[Text excerpt]

I'm still sad that I missed my high school graduation. We had a tournament in Italy, and I was just breaking into the starting roster.
Looking back, would you change anything from that time?
When I was in college, I remember regretting that I'd missed my high school graduation. Then it turned out that my college graduation was during a tournament as well. By then, though, I had a little more fun on the team, you know? [LAUGHS] But I said to the coach, 'Sorry, I'm missing this game. I'm not missing my only two graduations in life.'
So I don't regret it. People say 'Oh, you had to make all these sacrifices.' But I'm like: How many people get the opportunity to play for their country - to go to the Olympics or the World Cup? So they're not sacrifices. It's just something you choose to do. And I will never regret it.
Since you joined the national team, you've seen it grow from nothing to winning the World Cup and Olympic gold. You saw the WUSA come and go. How do you feel about the state of women's soccer in the U.S. today?
Well, it's an interesting time because we don't have a league anymore. The national team has been really quiet. There's still so much potential for growth and yet we're not tapping into it. The Federation had five domestic games this year. The teams are training on their own again, and it just smells of times past. We spent so many days on our own, training and trying to keep fit on our own, and you just can't sustain a winning team that way.
The good news is that there's a strong group working on reviving the league, and that seems to be getting some really positive reactions from owners and investors and fans. So you never know.
It's something like what you guys are doing with this documentary - young kids will see this and realize it's worthwhile, not just to the players but to society - all these young girls and boys out there. I think it's healthy when they see professional athletes, be it men or women.
The film deals with the journey that you guys went through, but also the friendships and the affection you have for each other. So just for fun, what would surprise a lot of people about the '91ers?
Bad hair? I had some bad, bad hair. That was embarrassing, Mom. For God sakes, how did you let me go out like that?

[Requirement A]
Answer these questions using the soccer interview:
(i) What kept the speaker from attending their high school graduation?
(ii) How many domestic games did the Federation have this year?
(iii) What does the speaker first suggest would surprise people about the '91ers?
[Requirement B] Pick up the soccer interview right after its final sentence and keep it going.

[Extracted material]
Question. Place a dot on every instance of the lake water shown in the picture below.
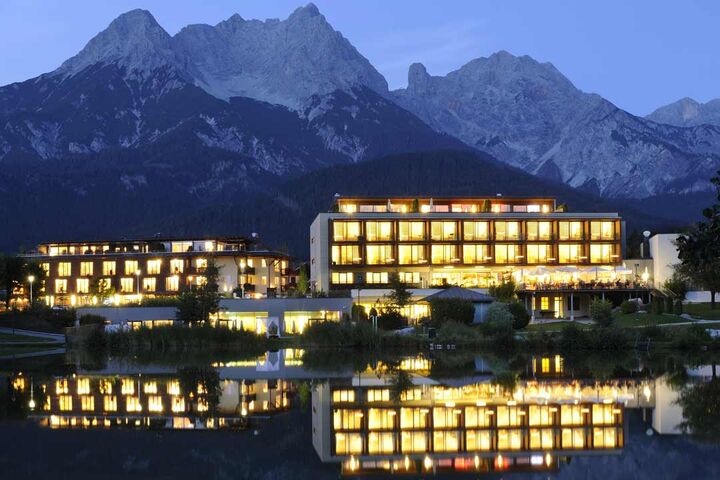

---

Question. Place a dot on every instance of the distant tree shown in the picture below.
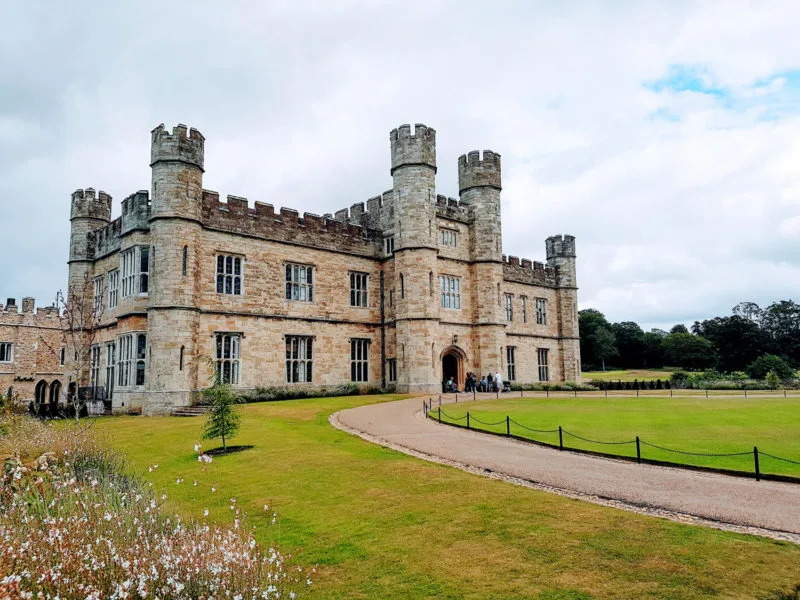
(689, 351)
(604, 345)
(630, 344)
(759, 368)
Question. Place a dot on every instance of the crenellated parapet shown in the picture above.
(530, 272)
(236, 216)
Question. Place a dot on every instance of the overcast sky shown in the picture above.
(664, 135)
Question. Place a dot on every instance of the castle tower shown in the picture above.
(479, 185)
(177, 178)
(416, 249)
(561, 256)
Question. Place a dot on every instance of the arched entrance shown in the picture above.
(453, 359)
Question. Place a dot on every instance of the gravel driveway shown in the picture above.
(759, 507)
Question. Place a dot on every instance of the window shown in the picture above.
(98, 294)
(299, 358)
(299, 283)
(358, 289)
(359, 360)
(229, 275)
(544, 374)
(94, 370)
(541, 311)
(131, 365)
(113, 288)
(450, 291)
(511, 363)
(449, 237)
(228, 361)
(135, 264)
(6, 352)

[Final answer A]
(i) A tournament in Italy.
(ii) Five.
(iii) Bad hair.

[Final answer B]
I think the great thing about the '91 team is that they're a group of women that were completely committed to the game, but at the same time there was always laughter ringing in the halls, the bus, everywhere -- which is something we talk a lot about now. Everything we did was fun.
The mentality was still very competitive, the 'I will rip your head off if you're in my way.' [LAUGHS] We are a blue collar team. We may not have been the most skilled team in the world back in 1991, but we probably had the strongest mentality I've ever seen - probably because that's all we really had. And that was great, because it gave us a vision for what the team could become, and we did become.
Do you miss playing at all?
I don't, actually.
I miss the team. I just miss hanging out. I got paid to hang out with my best friends every day. It's a beautiful thing. But I don't miss playing. I think after 17 or 18 years on the team, you come to a point where it's time you should try something else.
Is coaching a possibility?
No. Maybe a water girl. [LAUGHS]
What do you feel like doing next? Go back to medical school?
Right, that's what everyone says. I'm like 'Get out of here!' Retaking the MCATs would be ugly. I've got a lot of things going on my plate. I'm doing some advocacy work for the Women's Sports Foundation, doing a lot of television and speaking engagements and sponsorship stuff. So I haven't settled down to just one path, one career choice, which I think is a good thing.